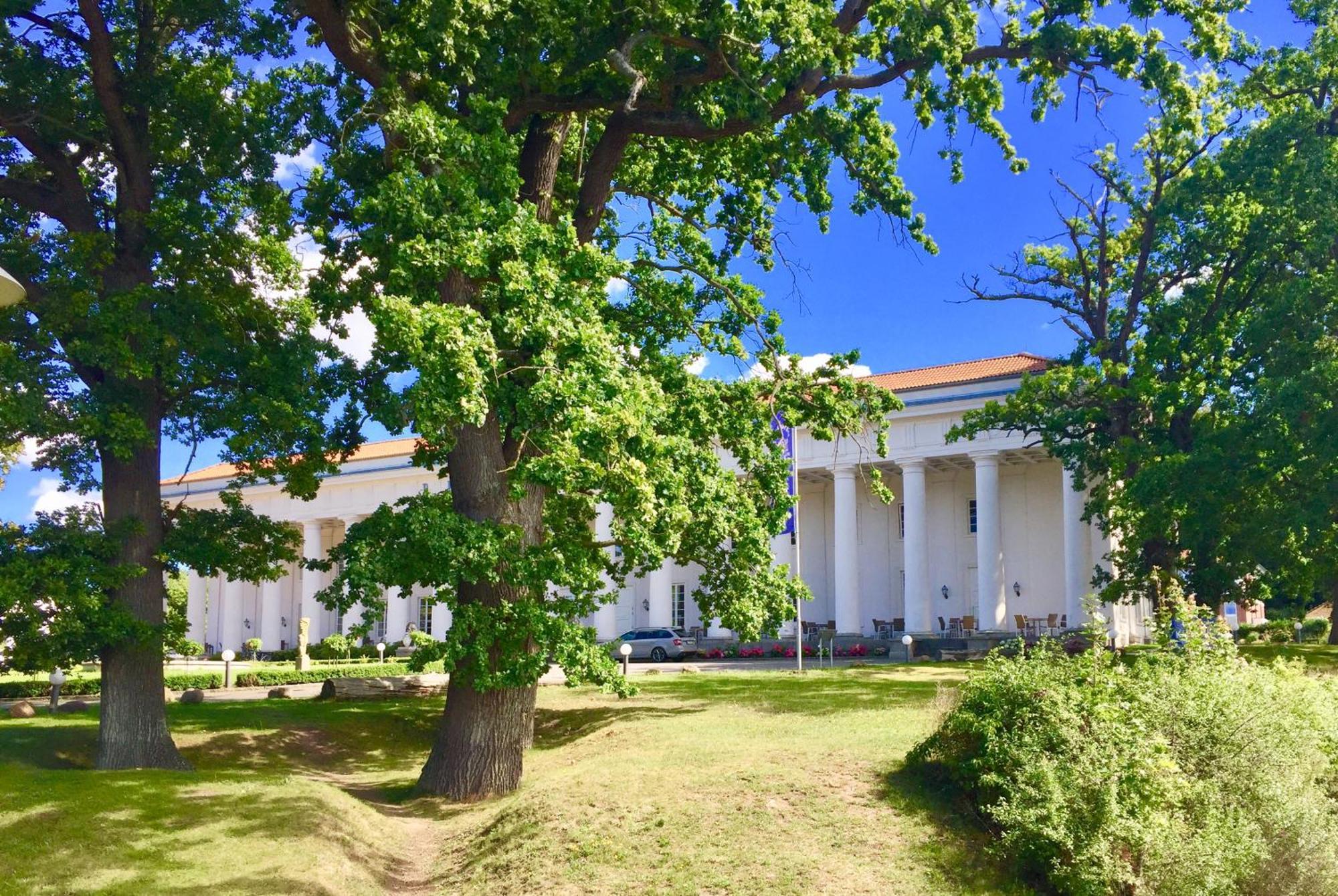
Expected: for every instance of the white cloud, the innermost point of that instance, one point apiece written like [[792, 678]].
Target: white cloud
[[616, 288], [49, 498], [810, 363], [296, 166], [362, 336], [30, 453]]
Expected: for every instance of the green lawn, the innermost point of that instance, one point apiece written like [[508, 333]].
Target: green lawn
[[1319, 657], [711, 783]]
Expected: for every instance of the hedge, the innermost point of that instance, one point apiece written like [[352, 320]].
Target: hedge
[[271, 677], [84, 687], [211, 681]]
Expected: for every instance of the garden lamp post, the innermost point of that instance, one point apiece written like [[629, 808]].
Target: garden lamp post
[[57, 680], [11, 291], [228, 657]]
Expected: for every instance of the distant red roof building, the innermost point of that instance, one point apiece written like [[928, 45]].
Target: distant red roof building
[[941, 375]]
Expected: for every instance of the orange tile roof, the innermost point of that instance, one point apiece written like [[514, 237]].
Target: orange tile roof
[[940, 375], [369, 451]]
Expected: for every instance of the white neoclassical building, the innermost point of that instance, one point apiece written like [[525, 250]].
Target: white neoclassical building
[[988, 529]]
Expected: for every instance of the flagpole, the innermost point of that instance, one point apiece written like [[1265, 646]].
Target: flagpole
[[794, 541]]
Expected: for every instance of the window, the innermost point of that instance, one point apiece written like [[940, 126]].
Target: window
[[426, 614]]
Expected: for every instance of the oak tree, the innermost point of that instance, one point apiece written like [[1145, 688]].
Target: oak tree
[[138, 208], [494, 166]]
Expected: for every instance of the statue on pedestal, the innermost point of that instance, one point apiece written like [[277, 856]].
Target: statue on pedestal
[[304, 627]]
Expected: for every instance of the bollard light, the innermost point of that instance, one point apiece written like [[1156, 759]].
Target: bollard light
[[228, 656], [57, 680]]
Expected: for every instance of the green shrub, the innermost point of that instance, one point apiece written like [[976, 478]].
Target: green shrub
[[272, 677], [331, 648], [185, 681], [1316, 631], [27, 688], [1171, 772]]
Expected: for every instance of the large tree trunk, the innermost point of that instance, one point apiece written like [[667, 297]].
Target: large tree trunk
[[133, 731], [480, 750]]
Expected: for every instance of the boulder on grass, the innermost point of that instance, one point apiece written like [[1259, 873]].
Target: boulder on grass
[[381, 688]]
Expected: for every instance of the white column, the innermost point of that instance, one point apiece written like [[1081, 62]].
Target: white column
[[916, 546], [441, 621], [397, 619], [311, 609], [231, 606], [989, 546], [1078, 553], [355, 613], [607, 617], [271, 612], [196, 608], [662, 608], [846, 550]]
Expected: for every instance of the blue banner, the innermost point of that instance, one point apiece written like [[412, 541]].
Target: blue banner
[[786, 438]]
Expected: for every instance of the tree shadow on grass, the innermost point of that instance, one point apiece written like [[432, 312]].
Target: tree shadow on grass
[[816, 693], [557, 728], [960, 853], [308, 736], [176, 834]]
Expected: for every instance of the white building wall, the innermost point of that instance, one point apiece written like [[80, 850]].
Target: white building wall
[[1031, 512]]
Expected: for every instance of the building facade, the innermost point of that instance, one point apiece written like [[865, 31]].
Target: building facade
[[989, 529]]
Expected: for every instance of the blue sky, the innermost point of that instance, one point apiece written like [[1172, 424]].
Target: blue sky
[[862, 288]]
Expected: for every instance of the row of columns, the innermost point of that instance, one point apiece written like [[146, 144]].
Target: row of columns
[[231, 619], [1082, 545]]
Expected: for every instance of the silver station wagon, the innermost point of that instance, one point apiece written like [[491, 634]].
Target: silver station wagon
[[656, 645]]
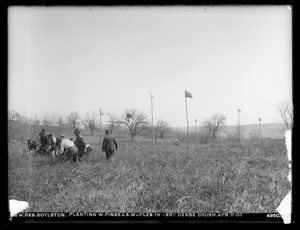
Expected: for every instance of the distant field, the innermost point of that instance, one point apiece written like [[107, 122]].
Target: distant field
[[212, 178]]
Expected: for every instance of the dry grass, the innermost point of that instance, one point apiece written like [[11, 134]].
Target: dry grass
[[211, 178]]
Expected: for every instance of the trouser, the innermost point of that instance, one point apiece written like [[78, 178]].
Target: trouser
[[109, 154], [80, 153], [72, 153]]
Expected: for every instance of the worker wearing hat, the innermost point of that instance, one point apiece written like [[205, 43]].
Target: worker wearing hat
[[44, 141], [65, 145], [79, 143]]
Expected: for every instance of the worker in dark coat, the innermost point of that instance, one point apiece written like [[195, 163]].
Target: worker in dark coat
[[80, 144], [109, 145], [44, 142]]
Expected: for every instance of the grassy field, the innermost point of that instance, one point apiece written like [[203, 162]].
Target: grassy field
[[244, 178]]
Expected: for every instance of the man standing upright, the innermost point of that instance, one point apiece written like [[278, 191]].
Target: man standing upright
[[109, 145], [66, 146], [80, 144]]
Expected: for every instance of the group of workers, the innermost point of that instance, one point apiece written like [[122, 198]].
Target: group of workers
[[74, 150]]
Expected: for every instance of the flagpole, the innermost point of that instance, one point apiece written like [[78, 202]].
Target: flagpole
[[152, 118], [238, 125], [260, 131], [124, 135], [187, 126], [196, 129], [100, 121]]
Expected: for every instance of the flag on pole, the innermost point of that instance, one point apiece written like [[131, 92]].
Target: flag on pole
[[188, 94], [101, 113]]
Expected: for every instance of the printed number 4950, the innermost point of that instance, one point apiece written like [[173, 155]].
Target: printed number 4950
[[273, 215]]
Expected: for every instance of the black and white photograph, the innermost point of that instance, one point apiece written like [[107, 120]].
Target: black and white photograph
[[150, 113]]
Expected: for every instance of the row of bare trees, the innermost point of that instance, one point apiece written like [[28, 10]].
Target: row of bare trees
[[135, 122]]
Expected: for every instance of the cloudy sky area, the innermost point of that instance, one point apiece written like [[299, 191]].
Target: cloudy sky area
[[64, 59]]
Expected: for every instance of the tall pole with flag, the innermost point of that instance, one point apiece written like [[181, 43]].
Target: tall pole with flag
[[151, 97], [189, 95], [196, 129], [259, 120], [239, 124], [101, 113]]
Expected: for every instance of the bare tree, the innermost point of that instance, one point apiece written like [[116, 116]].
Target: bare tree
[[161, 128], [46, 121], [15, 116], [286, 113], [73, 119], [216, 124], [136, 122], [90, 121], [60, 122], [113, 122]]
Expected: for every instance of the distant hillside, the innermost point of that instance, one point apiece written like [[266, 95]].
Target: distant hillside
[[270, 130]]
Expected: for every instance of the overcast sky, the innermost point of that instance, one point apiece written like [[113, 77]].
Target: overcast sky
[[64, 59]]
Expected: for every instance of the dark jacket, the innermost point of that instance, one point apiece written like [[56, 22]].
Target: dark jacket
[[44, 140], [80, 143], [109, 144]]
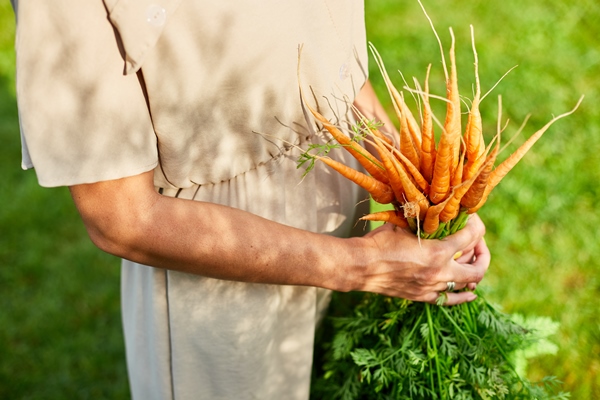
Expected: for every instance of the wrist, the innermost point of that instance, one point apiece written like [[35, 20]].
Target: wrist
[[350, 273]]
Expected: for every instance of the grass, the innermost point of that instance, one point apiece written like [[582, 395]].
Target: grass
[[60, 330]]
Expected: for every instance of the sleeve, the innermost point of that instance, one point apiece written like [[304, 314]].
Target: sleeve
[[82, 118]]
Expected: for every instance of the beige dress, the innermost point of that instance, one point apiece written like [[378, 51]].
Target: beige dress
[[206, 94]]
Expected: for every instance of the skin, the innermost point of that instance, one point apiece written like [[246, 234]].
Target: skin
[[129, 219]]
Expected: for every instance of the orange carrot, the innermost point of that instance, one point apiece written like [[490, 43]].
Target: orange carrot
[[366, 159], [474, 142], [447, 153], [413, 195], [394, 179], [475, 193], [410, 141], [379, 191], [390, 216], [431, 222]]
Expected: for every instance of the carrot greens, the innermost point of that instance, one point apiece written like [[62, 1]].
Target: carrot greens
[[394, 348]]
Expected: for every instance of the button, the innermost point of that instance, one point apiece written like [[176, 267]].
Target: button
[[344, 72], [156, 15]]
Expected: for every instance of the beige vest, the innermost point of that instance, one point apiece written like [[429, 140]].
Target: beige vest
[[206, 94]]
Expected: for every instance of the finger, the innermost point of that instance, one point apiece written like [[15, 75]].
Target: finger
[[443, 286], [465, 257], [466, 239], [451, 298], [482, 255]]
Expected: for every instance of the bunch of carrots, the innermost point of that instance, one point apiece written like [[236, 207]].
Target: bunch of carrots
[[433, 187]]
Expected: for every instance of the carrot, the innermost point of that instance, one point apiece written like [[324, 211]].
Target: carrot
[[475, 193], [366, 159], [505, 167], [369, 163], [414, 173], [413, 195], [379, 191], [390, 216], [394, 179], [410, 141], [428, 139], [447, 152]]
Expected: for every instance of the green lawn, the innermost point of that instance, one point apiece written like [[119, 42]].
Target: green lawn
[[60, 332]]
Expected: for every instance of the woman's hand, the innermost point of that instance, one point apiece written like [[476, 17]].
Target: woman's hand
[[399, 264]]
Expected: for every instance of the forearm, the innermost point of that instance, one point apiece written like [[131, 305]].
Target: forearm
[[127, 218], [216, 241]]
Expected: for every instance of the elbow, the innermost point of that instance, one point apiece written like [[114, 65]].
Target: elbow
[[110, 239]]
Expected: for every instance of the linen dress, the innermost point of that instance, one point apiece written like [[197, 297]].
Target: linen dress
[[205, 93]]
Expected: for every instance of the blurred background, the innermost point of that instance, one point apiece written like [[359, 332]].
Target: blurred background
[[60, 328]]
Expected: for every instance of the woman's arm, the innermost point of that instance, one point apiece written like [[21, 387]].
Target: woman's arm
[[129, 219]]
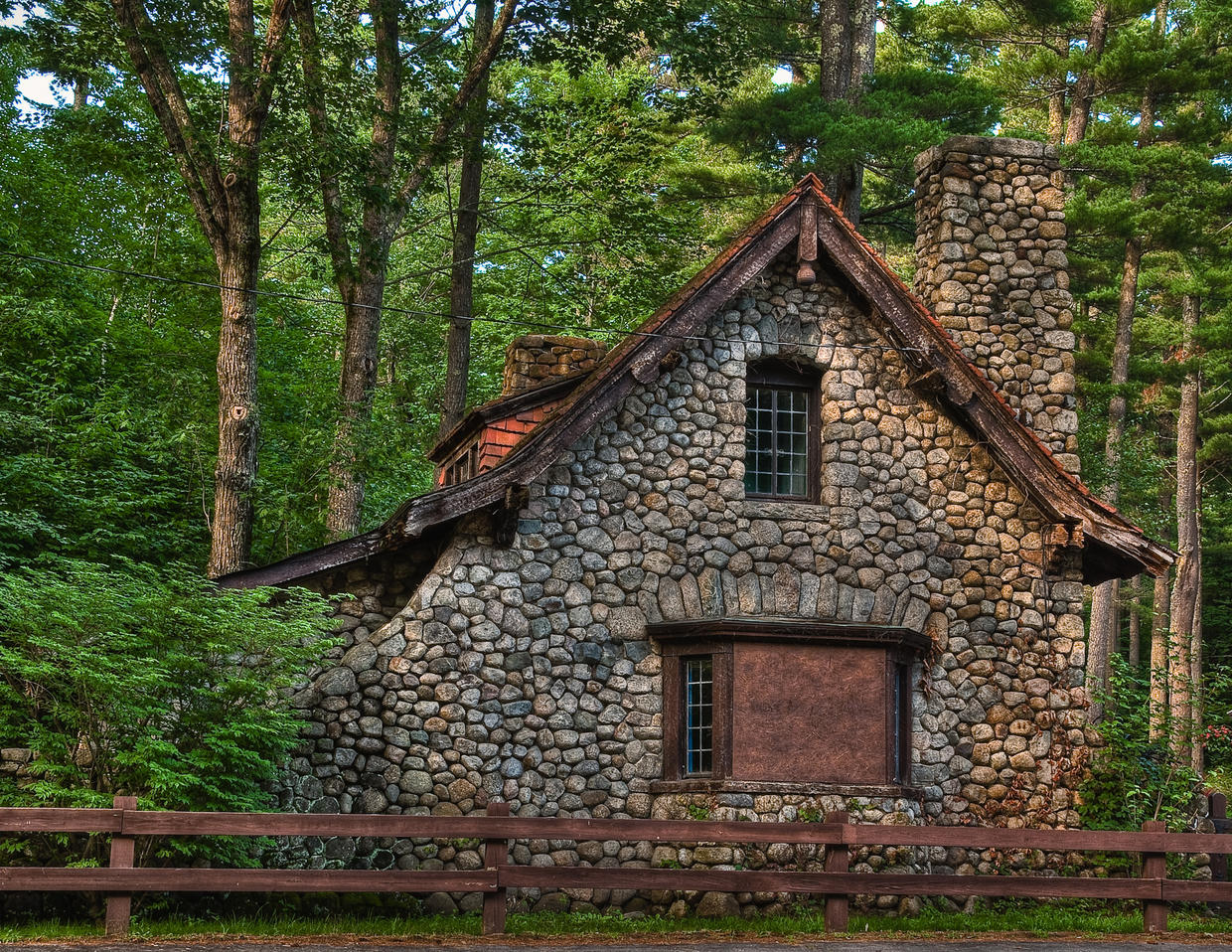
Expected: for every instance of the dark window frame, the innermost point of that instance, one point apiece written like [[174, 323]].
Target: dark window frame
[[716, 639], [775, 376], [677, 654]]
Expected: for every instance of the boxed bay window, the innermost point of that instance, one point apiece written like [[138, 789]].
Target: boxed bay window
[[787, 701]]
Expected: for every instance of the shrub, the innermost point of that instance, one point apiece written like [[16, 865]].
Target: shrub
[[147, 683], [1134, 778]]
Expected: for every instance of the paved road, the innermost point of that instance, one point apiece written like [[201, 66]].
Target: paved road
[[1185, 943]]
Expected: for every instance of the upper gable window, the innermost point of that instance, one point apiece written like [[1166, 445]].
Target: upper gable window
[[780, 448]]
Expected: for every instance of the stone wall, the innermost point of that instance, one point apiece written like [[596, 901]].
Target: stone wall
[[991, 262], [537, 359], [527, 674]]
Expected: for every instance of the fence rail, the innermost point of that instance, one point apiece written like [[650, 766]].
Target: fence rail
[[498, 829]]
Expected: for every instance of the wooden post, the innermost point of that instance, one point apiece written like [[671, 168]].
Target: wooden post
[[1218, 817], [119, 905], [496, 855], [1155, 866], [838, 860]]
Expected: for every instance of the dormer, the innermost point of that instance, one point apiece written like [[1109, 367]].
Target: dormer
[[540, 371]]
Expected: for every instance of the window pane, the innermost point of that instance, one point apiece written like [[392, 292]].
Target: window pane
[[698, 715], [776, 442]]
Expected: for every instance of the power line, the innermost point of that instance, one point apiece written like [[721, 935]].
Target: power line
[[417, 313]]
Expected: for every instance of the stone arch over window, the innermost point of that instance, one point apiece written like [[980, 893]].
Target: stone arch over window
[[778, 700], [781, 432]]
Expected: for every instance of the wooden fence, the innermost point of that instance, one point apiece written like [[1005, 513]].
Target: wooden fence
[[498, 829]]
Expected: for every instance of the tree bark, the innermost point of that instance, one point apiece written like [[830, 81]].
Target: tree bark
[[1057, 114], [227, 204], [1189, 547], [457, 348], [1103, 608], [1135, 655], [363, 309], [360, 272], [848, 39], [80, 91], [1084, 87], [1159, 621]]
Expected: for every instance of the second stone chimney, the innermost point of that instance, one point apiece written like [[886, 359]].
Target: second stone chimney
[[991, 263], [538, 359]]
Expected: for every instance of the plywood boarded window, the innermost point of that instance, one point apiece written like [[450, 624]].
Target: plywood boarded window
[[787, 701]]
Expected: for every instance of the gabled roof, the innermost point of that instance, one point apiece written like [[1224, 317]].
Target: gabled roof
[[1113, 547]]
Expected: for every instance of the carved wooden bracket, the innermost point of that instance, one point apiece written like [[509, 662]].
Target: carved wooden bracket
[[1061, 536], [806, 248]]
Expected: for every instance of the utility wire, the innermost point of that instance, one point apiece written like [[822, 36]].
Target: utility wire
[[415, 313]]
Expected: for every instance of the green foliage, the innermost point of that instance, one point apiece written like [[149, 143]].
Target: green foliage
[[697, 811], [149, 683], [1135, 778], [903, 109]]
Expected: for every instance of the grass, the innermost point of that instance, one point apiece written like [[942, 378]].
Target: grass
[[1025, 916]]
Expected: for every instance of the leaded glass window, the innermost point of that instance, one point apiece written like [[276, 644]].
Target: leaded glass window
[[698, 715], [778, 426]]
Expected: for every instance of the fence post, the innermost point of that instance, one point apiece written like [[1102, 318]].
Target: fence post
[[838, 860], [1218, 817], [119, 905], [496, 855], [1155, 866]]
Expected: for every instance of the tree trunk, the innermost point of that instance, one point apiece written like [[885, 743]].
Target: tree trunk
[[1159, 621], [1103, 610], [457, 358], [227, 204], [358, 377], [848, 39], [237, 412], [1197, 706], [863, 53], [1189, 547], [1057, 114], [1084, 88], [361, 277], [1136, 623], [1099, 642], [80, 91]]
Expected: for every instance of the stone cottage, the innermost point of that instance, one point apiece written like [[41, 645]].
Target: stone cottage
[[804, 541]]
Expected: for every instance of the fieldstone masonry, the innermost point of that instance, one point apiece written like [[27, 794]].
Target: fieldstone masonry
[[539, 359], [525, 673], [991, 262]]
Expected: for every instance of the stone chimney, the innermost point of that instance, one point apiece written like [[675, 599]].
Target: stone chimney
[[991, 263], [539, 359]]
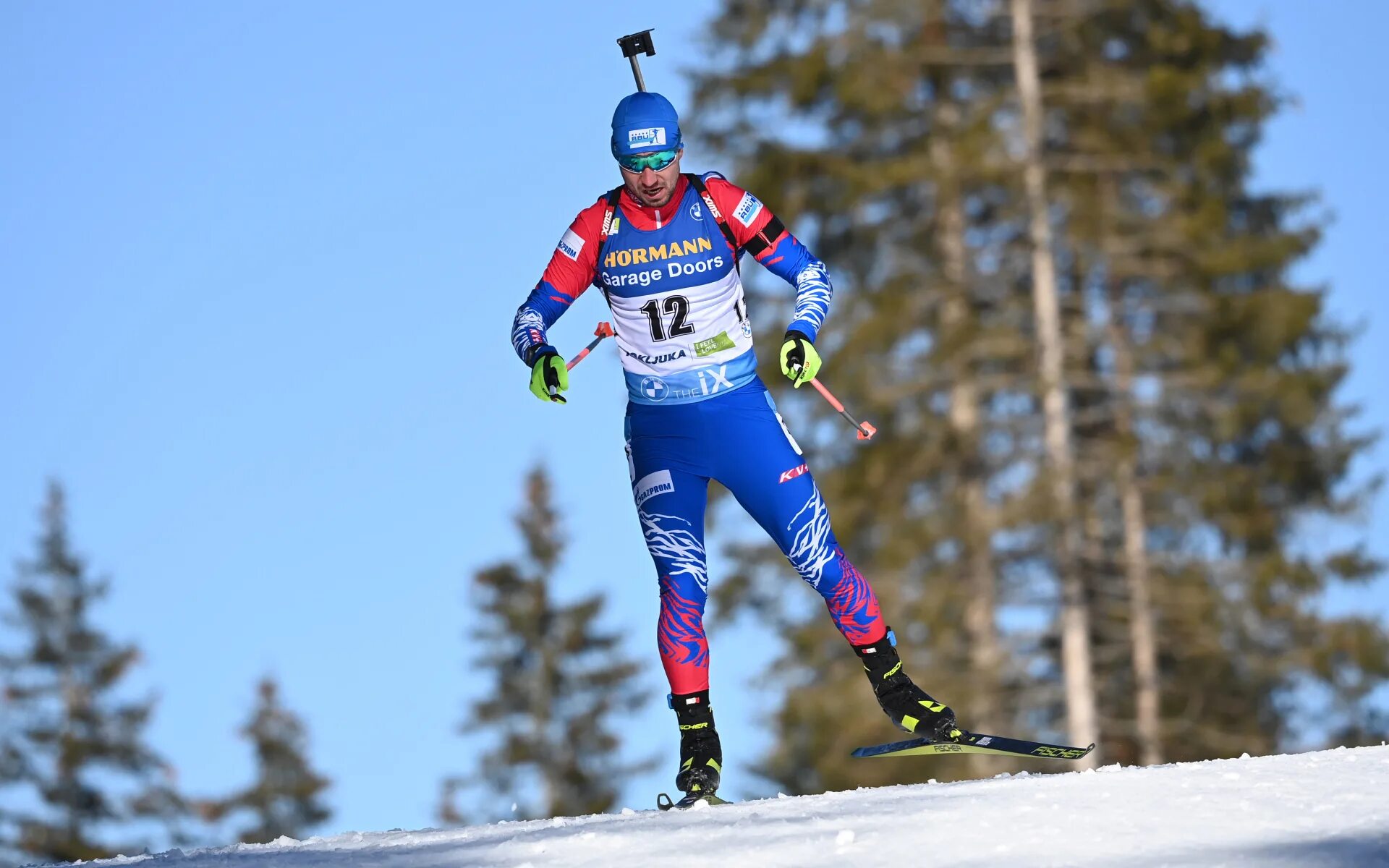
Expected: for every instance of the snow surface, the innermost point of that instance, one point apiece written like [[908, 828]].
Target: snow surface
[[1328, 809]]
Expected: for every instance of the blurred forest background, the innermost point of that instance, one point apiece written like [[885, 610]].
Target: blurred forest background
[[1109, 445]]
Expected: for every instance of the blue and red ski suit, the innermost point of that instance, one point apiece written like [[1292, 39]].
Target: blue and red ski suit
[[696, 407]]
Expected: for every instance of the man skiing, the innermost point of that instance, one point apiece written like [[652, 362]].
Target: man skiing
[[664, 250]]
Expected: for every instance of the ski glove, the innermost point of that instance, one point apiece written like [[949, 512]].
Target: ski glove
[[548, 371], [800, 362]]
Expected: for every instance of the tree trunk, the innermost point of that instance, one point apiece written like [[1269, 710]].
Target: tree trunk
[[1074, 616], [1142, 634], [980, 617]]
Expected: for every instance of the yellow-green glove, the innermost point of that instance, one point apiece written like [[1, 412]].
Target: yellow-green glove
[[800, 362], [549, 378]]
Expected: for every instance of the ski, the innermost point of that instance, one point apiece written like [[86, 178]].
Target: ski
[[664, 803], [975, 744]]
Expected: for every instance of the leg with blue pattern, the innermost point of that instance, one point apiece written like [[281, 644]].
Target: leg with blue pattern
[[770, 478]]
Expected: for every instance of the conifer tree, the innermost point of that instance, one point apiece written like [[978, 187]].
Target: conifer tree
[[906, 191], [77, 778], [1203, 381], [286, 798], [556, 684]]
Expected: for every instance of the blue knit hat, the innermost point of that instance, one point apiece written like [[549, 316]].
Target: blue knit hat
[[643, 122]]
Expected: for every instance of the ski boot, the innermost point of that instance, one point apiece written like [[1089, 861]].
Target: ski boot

--------

SHORT PROBLEM:
Rewrite the data from its start through the line containing "[[1319, 657], [711, 783]]", changing "green lawn" to "grassy lawn" and leaving everything else as it is. Leave out the pictures.

THE OUTPUT:
Expected: for every instance of the white cloud, the innermost point of that instance, one point apiece written like [[792, 678]].
Target: white cloud
[[616, 288], [49, 498], [810, 363], [296, 166], [362, 336], [30, 453]]
Expected: for every instance of the grassy lawn, the innermost point of that instance, one point apiece written like [[508, 333]].
Target: grassy lawn
[[1319, 657], [711, 783]]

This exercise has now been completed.